PAGE EXCERPT:
══════════
It can. Chastain makes for a wholly plausible and fascinating Catherine. It doesn’t matter if the character has good looks; isolation, vulnerability and a lifetime of being condescended to by a disappointed, unloving father have twisted her into a skittish, emotionally arrested clod. Chastain makes Catherine’s visceral discomfort at social occasions both humorous and painful. Her pathetic, open features, framed by an unflattering frizz of hair, suggest a tomboyish woman who never learned to control her body or reactions. When the dapper, smooth-tongued Morris Townsend (Stevens) comes a-courting, the poor girl looks as if she’s about to jump out of her skin—or jump all over him.
══════════
Labeled region listing:

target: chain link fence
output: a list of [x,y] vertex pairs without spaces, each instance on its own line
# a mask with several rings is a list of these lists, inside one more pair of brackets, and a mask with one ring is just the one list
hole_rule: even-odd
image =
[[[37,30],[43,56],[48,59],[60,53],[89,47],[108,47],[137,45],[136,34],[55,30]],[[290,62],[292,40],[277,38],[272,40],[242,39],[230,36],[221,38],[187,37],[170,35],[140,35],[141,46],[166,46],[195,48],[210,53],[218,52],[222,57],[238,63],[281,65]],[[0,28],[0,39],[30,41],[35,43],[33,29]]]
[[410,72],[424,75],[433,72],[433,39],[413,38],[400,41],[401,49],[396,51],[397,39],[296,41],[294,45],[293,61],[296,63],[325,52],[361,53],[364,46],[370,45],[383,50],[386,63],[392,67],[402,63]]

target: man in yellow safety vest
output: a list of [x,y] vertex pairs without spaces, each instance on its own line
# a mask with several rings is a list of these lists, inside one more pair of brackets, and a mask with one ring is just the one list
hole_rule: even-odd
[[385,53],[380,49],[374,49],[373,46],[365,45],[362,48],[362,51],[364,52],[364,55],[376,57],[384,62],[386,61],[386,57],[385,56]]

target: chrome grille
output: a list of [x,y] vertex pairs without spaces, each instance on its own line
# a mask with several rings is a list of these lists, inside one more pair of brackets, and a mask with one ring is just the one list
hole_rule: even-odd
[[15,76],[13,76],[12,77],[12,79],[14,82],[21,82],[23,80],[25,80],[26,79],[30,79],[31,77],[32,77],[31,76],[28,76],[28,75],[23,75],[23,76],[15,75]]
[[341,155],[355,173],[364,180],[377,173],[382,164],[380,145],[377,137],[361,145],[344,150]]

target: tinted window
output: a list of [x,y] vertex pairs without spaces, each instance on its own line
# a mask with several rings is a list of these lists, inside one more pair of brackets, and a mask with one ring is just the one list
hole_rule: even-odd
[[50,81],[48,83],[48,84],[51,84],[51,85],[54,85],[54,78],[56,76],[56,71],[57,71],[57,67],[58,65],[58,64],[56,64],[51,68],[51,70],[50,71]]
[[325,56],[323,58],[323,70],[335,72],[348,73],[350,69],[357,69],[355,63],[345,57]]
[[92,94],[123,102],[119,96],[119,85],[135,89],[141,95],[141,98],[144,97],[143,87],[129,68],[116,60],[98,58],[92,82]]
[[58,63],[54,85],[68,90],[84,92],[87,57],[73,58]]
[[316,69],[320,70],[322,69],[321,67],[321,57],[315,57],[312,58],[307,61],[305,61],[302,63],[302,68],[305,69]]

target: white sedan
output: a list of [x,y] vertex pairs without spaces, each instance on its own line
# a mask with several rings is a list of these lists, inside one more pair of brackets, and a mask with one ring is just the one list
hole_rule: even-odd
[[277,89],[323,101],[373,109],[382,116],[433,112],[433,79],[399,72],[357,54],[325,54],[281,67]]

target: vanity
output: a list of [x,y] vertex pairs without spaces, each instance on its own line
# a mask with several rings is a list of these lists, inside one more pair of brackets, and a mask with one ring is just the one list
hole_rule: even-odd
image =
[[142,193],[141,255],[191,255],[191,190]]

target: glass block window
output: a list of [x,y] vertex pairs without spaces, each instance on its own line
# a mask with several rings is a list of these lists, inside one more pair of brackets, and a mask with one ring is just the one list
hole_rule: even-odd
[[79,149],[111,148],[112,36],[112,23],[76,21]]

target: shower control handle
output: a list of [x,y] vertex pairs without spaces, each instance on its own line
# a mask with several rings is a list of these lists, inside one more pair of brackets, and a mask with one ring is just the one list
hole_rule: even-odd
══════════
Please rewrite the part of the review excerpt that opens with the words "It can. Chastain" and closes with "all over him.", putting "the actress" in place of "Chastain". The listing has no connection to the review excerpt.

COMPLETED TASK:
It can. the actress makes for a wholly plausible and fascinating Catherine. It doesn’t matter if the character has good looks; isolation, vulnerability and a lifetime of being condescended to by a disappointed, unloving father have twisted her into a skittish, emotionally arrested clod. the actress makes Catherine’s visceral discomfort at social occasions both humorous and painful. Her pathetic, open features, framed by an unflattering frizz of hair, suggest a tomboyish woman who never learned to control her body or reactions. When the dapper, smooth-tongued Morris Townsend (Stevens) comes a-courting, the poor girl looks as if she’s about to jump out of her skin—or jump all over him.